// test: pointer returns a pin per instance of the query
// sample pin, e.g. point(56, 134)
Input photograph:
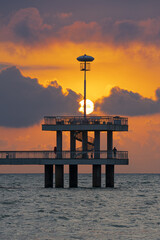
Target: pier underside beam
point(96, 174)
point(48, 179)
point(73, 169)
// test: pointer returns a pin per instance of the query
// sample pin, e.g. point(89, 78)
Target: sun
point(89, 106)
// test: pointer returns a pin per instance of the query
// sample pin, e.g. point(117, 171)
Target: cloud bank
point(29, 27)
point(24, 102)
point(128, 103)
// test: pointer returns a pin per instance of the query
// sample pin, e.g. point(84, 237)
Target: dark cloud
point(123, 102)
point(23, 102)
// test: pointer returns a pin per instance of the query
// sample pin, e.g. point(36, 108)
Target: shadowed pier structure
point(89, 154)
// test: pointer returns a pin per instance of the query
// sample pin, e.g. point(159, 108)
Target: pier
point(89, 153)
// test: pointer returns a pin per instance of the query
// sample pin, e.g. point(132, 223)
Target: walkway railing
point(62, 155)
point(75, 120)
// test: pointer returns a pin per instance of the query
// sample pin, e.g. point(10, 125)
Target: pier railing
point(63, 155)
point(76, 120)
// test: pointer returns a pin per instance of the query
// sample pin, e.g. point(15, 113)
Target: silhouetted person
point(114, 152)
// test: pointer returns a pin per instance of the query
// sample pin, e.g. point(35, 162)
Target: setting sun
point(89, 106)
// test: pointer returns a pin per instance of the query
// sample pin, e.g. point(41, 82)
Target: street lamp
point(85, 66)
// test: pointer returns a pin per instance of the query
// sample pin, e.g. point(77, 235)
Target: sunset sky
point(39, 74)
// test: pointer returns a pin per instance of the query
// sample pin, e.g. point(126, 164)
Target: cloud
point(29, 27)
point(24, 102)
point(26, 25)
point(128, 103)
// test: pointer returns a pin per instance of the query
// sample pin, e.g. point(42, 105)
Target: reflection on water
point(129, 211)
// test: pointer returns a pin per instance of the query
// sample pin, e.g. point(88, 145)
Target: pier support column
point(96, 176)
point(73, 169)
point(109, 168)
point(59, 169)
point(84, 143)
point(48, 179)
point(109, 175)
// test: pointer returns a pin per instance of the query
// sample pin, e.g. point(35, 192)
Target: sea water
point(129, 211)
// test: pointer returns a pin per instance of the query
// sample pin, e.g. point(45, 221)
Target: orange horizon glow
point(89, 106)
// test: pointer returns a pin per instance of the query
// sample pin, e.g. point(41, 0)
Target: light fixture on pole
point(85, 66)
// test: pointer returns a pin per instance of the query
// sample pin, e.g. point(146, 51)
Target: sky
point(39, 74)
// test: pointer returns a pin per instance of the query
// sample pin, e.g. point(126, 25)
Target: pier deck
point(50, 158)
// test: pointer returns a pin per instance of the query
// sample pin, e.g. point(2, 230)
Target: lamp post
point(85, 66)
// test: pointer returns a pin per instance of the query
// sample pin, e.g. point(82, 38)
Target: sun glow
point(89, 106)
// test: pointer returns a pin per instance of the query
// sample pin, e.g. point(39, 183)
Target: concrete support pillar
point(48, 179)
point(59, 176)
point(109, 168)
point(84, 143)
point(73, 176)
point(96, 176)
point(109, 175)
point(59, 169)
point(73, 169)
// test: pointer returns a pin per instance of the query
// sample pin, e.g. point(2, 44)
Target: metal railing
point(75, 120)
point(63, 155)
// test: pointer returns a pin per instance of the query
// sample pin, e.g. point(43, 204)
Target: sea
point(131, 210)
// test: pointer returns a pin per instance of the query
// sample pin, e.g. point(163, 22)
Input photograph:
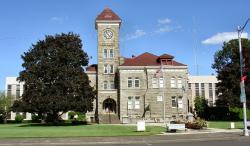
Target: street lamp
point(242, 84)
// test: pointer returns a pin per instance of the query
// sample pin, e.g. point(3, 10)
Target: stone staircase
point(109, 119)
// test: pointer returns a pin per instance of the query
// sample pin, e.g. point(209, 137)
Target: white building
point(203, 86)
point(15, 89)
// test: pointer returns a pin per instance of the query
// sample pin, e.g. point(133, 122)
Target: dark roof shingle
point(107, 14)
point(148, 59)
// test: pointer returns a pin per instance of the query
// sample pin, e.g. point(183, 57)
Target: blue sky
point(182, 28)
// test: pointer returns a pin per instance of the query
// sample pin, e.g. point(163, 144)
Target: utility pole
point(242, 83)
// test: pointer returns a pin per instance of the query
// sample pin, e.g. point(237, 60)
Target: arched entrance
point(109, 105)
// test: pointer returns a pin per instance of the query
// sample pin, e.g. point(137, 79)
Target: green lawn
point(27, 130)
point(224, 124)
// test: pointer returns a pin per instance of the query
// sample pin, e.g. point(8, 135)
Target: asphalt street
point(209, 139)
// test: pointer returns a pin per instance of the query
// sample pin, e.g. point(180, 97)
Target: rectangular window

*-*-*

Above are some lines. Repeat exactly, and only, those from the line that has "Target: pier deck" through the line that has "e.g. point(39, 183)".

■ Result of the task
Target: pier deck
point(50, 158)
// test: pointer returns a pin per instance of the query
// sample pin, e.g. point(2, 230)
Target: lamp post
point(85, 66)
// test: pointer returns a pin per instance of the query
// sample pin, e.g. point(82, 38)
Target: sun glow
point(89, 106)
// test: pointer returns a pin per instance of the query
// sample pin, e.g. point(39, 183)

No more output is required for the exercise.